- Aim of the exercise -
Return each line of the items below verbatim, without the pictures.

- The records -
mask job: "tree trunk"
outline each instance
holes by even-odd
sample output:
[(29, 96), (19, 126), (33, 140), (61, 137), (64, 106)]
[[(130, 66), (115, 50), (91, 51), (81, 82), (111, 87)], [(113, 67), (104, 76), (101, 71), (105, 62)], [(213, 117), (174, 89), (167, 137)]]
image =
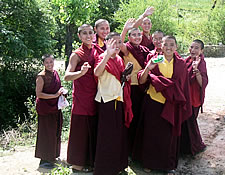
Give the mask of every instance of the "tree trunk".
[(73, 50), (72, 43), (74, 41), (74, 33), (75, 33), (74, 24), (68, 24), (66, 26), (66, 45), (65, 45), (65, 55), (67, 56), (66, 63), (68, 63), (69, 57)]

- Exercise response -
mask job: "tree trunk"
outline each instance
holes by even-odd
sample output:
[(29, 96), (19, 126), (33, 140), (61, 137), (64, 106)]
[[(130, 66), (115, 50), (91, 51), (81, 82), (111, 87)], [(113, 67), (104, 76), (101, 71), (105, 62)], [(213, 117), (174, 89), (167, 137)]]
image =
Give the mask of every instance of the "tree trunk".
[(73, 50), (72, 43), (74, 41), (74, 33), (75, 33), (74, 24), (68, 24), (66, 26), (66, 45), (65, 45), (65, 55), (67, 56), (66, 63), (68, 63), (69, 57)]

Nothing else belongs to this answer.